READING PASSAGE:

A thickness planer is one of the most transformative tools you can add to a woodworking shop. Once you own one, you’ll wonder how you ever worked without it. Planers allow you to buy rough-sawn lumber — which costs considerably less than dimensioned S4S stock from the home center — and mill it to any thickness you need. They let you reuse reclaimed lumber, create custom thicknesses for specific joinery, and produce surfaces smooth enough to go straight from the machine to finish sanding.

This guide explains how thickness planers work, how they differ from jointers, what specifications matter most, and which specific models deserve your attention in 2026.

How a Thickness Planer Works

A thickness planer consists of a rotating cutter head (mounted above the work surface) and a feed roller system that moves the workpiece through the machine. The cutter head is set to a specific height above the bed, and the feed rollers drive the board under the cutter at a controlled rate. Material is removed from the top face of the board until it emerges at the set thickness.

The critical point to understand is that a planer makes both faces of the board parallel to each other at the set thickness — it does not make either face flat on its own. If you feed a cupped or twisted board through a planer, the feed rollers press it flat momentarily, but when the board exits, it springs back to its original shape — just thinner. This is why a jointer (which creates a flat reference face) should always precede a thickness planer in the milling sequence.

The correct sequence for milling rough lumber is:

  1. Joint one face flat (jointer)
  2. Joint one edge square to the flat face (jointer)

RECORD SET:
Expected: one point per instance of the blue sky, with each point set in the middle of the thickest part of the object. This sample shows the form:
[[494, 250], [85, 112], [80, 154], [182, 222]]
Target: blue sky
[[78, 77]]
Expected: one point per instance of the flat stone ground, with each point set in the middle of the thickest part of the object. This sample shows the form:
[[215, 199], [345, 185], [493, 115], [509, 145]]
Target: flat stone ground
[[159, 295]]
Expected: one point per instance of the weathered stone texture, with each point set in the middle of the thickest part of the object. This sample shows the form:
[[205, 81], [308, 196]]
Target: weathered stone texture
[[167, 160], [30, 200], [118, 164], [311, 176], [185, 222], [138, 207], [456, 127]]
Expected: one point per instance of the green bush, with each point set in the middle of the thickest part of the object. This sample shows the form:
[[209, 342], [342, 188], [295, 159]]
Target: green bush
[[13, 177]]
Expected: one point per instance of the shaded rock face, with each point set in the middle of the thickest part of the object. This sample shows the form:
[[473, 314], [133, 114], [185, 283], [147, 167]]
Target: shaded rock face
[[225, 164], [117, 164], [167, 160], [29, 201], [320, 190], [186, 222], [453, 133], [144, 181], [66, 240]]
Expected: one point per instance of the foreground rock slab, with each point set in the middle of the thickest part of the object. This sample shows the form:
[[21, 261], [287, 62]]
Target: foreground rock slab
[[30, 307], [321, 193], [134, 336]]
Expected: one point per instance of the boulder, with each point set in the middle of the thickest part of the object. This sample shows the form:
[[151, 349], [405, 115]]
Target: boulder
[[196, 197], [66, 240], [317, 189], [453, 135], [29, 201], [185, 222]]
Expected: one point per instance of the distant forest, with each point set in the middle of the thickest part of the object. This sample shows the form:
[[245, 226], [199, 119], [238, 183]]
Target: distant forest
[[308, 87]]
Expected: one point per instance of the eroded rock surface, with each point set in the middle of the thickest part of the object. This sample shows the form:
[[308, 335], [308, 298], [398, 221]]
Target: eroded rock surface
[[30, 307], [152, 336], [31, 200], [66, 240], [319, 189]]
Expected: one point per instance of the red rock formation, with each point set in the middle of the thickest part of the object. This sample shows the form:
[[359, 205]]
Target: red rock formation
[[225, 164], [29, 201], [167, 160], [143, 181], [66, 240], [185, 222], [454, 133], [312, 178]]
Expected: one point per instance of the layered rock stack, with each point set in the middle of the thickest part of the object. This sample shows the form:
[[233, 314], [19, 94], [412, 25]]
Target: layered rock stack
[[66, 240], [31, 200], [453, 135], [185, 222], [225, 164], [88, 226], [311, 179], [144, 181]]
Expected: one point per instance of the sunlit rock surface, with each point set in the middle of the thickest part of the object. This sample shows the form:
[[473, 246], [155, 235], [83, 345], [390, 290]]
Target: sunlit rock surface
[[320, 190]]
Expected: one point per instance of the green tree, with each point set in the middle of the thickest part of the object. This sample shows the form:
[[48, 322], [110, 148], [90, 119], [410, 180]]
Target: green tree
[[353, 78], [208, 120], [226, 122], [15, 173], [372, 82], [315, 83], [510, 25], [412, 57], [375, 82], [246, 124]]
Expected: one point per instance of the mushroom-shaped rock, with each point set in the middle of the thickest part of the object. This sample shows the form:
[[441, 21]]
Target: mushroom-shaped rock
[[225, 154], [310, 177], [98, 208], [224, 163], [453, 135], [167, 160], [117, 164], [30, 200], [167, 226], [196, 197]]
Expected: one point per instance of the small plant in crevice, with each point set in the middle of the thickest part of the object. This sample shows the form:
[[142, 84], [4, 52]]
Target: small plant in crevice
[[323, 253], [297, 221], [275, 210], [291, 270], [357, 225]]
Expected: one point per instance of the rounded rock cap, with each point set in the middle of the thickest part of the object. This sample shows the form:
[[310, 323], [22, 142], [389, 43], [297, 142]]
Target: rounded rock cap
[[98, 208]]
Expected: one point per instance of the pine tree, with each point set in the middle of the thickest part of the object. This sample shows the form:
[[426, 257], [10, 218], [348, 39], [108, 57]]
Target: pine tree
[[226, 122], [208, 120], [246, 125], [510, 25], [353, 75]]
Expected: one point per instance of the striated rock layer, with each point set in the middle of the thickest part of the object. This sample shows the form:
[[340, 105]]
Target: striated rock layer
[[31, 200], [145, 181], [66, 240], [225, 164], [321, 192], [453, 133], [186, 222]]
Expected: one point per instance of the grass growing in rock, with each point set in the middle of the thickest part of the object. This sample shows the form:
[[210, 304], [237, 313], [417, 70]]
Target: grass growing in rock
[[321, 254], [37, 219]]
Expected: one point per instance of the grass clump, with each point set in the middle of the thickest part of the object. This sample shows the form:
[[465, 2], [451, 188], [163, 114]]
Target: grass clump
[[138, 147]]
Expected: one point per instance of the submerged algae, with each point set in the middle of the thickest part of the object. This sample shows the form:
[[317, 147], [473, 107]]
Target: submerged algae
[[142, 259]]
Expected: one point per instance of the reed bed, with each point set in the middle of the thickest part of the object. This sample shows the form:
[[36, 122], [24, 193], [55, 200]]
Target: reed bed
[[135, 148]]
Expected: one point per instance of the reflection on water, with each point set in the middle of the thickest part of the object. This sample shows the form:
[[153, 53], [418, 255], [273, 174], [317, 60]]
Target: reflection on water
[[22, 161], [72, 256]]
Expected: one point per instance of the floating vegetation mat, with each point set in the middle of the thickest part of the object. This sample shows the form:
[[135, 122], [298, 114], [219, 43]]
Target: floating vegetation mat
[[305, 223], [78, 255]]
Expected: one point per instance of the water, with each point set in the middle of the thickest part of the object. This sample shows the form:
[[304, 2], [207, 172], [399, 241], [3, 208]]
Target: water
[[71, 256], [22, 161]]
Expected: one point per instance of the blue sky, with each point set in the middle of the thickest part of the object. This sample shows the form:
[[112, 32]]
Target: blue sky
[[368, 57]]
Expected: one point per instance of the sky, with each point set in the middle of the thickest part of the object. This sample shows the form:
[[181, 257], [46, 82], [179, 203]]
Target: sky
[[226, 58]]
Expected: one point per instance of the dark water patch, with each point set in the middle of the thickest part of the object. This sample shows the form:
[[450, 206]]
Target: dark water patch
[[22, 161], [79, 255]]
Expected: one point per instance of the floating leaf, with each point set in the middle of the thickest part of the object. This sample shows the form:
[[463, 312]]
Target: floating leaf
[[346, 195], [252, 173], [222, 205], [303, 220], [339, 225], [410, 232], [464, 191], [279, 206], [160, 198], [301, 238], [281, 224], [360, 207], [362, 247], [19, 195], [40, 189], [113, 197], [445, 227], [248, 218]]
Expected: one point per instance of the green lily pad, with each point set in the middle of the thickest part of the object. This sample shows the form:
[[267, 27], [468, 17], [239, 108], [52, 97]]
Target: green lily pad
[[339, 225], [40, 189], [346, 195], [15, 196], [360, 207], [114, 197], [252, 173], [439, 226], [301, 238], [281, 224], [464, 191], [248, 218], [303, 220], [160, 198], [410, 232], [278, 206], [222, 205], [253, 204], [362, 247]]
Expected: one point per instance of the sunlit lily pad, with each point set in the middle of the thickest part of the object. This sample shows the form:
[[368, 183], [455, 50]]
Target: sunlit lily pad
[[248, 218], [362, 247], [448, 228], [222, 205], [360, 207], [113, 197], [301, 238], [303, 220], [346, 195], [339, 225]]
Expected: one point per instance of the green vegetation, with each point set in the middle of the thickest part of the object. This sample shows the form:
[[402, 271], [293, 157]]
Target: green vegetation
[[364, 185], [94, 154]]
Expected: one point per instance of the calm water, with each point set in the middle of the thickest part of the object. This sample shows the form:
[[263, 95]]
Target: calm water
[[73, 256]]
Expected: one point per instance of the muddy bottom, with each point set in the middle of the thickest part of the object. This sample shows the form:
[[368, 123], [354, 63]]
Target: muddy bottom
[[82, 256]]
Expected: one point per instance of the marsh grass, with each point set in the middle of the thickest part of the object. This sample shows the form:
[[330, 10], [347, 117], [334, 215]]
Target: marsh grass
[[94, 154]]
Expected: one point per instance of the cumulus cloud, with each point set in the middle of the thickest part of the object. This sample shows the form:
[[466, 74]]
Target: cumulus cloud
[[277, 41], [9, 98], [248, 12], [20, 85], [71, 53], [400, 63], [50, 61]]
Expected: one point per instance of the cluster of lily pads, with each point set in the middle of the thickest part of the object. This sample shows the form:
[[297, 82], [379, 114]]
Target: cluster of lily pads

STATED PROBLEM A:
How would you put this sentence from the thickness planer guide into Spanish: "The cutter head is set to a specific height above the bed, and the feed rollers drive the board under the cutter at a controlled rate."
STATED PROBLEM B:
Can you shorten the paragraph of the thickness planer guide that begins "The critical point to understand" into a brief bulleted list that keeps its main facts?
STATED PROBLEM C:
Could you go on with the thickness planer guide from the point where the text stops?

WRITTEN ANSWER A:
El cabezal de corte se ajusta a una altura específica sobre la mesa, y los rodillos de alimentación hacen avanzar la tabla bajo la cuchilla a un ritmo controlado.

WRITTEN ANSWER B:
- A planer makes both faces of a board parallel at the set thickness but doesn't make either face flat.
- A cupped or twisted board is pressed flat by the feed rollers only while it passes through. It springs back to its original shape, only thinner, when it exits.
- For this reason a jointer, which creates a flat reference face, should always come before the planer in the milling sequence.

WRITTEN ANSWER C:
  3. Plane to final thickness with the flat face down (planer)
  4. Rip to final width (table saw)

Planer vs. Jointer: Choosing Priorities

If you can only afford one machine, which do you buy first?

Buy the planer first if: You primarily work with S4S lumber from the home center (already flat, needs only thickness adjustment), you do a lot of resawing and need to thickness pieces after band sawing, or you work with wide panels that need thickness consistency.

Buy the jointer first if: You work with rough-sawn lumber and need to correct defects before planing, you do a lot of edge-jointing for glue-ups, or flatness accuracy is more critical than thickness consistency in your work.

For most woodworkers, the planer comes first because it has more everyday uses when working with the kind of lumber available at home centers. Once budget allows, a jointer completes the milling setup.


Key Specifications

Width Capacity

Planers are categorized by the maximum width of board they accept. The most common sizes are:

  • 12-inch planers: Compact, affordable, and adequate for most hobby woodworking. Handles boards up to 12 inches wide, which covers most solid wood stock. These are the lightest and most portable benchtop models.
  • 13-inch planers: The most popular size for hobbyists and semi-professionals. The extra inch of capacity is genuinely useful for wider panels. Most mid-range models fall in this category.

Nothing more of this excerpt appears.